→ WHAT YOU ARE ASKED TO DO: Return the line containing "Exercise. Locate the grey" and all lines after it exactly; stop at the end of the material.

→ INPUT RECORDS:

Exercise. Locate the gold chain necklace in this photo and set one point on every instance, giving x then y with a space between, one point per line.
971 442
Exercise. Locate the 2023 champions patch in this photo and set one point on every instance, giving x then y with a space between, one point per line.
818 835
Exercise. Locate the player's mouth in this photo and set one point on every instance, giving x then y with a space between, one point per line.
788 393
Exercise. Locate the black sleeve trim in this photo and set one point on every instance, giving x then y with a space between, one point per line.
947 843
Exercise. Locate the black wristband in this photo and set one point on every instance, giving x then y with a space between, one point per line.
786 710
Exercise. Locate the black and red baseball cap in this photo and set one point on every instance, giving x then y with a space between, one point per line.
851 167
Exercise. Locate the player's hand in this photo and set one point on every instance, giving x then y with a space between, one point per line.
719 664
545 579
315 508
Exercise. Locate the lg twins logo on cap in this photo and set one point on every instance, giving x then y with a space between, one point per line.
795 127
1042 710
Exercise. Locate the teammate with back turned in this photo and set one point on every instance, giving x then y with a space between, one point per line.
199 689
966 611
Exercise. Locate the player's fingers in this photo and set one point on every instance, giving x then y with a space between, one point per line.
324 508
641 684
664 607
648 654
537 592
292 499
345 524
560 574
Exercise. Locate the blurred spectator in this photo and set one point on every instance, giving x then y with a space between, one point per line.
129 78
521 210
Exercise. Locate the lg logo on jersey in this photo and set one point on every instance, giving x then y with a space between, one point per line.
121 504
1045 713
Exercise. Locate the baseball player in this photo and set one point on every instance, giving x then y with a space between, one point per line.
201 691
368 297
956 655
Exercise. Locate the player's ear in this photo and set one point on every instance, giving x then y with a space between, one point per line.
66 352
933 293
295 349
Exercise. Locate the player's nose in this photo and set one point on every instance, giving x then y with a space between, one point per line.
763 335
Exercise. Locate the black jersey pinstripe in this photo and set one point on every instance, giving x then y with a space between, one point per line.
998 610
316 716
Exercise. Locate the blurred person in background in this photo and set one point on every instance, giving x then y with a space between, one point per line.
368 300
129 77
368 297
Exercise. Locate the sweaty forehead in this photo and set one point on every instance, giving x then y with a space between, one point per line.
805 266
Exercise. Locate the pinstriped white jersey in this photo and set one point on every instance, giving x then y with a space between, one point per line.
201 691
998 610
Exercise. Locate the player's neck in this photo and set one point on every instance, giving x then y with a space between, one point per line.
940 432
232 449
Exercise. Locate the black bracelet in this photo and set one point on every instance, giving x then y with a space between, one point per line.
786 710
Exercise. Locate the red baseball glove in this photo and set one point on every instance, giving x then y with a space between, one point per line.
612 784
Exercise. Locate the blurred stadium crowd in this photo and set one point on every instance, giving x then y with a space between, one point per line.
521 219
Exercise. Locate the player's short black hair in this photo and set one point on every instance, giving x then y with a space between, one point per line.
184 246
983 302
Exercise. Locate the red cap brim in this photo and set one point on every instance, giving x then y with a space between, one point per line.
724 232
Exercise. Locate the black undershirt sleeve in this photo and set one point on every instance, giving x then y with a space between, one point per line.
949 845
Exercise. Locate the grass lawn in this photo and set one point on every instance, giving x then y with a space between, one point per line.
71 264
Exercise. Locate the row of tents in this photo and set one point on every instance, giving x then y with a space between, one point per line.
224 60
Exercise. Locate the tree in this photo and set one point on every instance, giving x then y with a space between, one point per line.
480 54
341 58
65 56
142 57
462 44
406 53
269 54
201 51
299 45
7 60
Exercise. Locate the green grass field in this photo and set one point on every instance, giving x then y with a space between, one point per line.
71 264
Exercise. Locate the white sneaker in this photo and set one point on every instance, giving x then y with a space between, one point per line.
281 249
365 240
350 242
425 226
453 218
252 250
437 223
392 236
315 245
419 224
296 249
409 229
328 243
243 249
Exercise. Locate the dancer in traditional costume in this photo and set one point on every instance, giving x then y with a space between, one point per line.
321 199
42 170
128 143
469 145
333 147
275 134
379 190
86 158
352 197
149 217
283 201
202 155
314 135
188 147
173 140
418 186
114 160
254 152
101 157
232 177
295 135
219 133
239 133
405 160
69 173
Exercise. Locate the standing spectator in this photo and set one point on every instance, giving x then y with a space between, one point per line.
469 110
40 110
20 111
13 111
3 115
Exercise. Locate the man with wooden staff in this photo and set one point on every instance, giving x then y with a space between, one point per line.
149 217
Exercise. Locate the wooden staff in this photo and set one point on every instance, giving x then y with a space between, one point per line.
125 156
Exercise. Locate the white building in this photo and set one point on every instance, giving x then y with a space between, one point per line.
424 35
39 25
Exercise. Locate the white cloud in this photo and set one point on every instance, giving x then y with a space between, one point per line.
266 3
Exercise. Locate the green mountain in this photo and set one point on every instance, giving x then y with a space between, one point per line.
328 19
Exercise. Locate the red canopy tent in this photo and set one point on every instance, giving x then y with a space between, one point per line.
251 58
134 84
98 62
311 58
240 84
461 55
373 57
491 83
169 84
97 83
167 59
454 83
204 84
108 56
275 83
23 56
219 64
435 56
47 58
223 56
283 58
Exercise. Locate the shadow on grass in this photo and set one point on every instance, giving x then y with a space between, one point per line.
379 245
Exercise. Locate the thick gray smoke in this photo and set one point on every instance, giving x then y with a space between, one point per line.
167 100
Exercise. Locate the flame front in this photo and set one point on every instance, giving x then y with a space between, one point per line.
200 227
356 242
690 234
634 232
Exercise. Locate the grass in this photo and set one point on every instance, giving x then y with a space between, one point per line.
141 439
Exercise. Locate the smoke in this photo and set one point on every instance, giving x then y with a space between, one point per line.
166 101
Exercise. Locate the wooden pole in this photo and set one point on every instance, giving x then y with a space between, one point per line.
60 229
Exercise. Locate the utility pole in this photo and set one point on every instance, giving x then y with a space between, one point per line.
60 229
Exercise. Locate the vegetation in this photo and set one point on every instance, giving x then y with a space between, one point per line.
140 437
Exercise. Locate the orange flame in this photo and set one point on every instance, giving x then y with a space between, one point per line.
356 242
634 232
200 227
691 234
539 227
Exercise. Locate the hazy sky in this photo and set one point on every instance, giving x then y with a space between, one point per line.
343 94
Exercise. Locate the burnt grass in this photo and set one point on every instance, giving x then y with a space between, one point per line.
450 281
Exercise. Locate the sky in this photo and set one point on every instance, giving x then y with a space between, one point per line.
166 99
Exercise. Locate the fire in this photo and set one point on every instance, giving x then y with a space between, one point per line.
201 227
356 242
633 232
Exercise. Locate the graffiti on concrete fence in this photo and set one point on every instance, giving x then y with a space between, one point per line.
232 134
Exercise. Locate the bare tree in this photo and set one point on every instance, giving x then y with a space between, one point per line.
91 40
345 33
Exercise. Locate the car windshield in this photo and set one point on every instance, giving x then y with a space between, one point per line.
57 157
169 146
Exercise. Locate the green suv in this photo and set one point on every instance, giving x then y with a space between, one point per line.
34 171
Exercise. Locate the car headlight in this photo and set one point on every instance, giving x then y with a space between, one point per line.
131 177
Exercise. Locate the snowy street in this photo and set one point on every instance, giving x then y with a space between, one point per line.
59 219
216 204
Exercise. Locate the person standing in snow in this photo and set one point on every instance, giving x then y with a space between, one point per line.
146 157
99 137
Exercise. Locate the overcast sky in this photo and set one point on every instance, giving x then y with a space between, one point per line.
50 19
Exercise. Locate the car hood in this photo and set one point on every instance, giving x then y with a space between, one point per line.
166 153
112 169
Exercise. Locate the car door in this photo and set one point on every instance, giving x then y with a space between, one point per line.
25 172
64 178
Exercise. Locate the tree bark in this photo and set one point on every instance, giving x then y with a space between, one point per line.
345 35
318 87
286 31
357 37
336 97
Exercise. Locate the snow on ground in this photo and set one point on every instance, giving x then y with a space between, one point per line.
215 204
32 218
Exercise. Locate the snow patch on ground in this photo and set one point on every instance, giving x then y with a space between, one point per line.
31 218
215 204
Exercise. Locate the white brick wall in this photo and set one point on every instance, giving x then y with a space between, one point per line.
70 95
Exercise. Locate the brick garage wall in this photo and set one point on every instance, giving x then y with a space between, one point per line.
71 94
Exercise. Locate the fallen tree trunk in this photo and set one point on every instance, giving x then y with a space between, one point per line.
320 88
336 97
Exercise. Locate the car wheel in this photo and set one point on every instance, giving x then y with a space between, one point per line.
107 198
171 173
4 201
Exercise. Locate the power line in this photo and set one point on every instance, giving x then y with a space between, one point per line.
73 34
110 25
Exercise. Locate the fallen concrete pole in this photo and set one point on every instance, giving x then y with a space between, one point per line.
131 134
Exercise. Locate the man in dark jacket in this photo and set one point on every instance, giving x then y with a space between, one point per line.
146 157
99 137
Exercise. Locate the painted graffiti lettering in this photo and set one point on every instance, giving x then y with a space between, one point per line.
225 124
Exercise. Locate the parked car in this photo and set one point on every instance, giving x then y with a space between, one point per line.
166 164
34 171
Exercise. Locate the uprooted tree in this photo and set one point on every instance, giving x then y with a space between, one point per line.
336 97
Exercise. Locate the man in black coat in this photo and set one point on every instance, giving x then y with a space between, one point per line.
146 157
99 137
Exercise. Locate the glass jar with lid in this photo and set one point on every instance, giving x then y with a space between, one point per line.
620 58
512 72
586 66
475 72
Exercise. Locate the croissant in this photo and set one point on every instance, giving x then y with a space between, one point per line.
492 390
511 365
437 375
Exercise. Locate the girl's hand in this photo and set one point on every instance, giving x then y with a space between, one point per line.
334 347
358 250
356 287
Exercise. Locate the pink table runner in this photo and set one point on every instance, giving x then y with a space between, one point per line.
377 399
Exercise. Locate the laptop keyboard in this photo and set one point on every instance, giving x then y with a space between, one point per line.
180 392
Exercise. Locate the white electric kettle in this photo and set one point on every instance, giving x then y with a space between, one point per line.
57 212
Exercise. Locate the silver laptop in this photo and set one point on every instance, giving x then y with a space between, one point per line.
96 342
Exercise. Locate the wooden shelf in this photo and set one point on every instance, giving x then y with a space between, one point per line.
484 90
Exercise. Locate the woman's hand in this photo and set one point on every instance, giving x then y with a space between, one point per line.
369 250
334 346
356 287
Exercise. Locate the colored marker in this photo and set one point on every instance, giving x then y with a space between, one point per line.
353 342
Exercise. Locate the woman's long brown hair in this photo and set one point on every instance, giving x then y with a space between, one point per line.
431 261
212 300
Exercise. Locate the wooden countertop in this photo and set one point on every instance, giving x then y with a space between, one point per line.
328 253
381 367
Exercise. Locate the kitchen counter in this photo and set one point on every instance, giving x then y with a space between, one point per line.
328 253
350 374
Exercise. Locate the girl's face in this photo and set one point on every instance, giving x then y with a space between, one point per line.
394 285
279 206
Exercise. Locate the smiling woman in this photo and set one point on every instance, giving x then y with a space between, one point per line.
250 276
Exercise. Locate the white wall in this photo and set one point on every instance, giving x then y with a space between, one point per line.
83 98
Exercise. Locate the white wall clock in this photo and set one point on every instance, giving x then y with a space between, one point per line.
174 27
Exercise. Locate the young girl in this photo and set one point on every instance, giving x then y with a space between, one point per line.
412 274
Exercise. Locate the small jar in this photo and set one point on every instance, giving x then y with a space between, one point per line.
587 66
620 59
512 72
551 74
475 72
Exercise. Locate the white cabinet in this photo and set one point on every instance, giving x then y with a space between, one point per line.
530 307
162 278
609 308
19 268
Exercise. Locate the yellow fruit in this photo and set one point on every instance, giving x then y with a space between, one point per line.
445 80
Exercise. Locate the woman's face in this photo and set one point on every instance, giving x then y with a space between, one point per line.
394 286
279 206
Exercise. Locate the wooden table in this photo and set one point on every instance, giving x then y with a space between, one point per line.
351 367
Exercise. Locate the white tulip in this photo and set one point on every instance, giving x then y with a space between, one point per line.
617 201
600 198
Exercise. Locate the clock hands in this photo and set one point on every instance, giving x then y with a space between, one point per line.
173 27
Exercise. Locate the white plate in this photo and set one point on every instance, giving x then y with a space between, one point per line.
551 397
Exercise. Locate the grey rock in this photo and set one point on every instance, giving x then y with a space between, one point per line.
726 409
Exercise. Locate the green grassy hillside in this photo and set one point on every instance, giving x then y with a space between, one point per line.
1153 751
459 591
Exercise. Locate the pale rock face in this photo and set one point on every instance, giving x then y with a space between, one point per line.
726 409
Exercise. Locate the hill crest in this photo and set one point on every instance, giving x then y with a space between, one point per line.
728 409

→ FULL ANSWER:
Exercise. Locate the grey rock in this photo and set one point on every instance, giving x then y with a space between, one point per line.
726 409
Exercise. Locate the green grassy hillside in this photo and set one point on every instance, giving x then y with a space between, one point per line.
1153 751
459 591
Exercise. Locate the pale rock face in this photo and set one point on every instance, giving x then y with a space between, one point per line.
726 409
Exercise. Locate the hill crest in this photo and set one point on every instance, giving x then y with a space between, one point per line.
728 409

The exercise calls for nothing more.